**Request:** Render each line of the data below as a row in a Markdown table with the columns Row and Line, numbering the rows in order and omitting any blank lines.

[Begin Material to process]

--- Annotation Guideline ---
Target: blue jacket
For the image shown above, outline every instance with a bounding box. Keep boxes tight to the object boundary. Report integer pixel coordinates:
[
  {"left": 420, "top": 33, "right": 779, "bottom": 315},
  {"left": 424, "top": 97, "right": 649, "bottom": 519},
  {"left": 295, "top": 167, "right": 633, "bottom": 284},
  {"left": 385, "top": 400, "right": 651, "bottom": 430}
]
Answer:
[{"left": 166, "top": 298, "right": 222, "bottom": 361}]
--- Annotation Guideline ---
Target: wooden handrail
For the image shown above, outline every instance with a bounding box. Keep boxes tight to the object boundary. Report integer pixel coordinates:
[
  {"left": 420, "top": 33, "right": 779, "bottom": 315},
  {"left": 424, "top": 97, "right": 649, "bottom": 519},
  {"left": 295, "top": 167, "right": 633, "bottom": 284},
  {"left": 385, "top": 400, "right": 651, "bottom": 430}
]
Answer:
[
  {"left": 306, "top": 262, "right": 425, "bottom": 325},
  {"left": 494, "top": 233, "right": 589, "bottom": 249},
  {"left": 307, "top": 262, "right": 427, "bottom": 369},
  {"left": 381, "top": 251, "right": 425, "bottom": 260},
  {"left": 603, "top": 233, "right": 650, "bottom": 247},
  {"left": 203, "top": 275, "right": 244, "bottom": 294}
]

[End Material to process]

**Correct response:**
| Row | Line |
|---|---|
| 1 | --- Annotation Guideline --- |
| 2 | Target: blue jacket |
| 3 | For the image shown above, outline every instance with a bounding box. Keep boxes tight to the object boundary. Report integer pixel coordinates: |
| 4 | [ |
| 5 |   {"left": 420, "top": 33, "right": 779, "bottom": 315}, |
| 6 |   {"left": 424, "top": 97, "right": 649, "bottom": 519}, |
| 7 |   {"left": 295, "top": 167, "right": 633, "bottom": 284}, |
| 8 |   {"left": 385, "top": 400, "right": 651, "bottom": 430} |
| 9 | ] |
| 10 | Answer: |
| 11 | [{"left": 166, "top": 298, "right": 222, "bottom": 361}] |
| 12 | --- Annotation Guideline --- |
| 13 | Target: wooden handrail |
| 14 | For the image shown above, outline every instance with a bounding box. Keep boxes tight to the object boundary. Report integer pixel coordinates: |
| 15 | [ |
| 16 |   {"left": 420, "top": 33, "right": 779, "bottom": 315}, |
| 17 |   {"left": 424, "top": 97, "right": 649, "bottom": 519}, |
| 18 |   {"left": 295, "top": 167, "right": 633, "bottom": 284}, |
| 19 |   {"left": 385, "top": 400, "right": 651, "bottom": 430} |
| 20 | ] |
| 21 | Answer: |
| 22 | [ |
| 23 |   {"left": 306, "top": 262, "right": 425, "bottom": 325}, |
| 24 |   {"left": 494, "top": 233, "right": 589, "bottom": 249}, |
| 25 |   {"left": 307, "top": 262, "right": 427, "bottom": 369}, |
| 26 |   {"left": 381, "top": 251, "right": 425, "bottom": 260}, |
| 27 |   {"left": 603, "top": 233, "right": 650, "bottom": 247}, |
| 28 |   {"left": 203, "top": 275, "right": 244, "bottom": 294} |
| 29 | ] |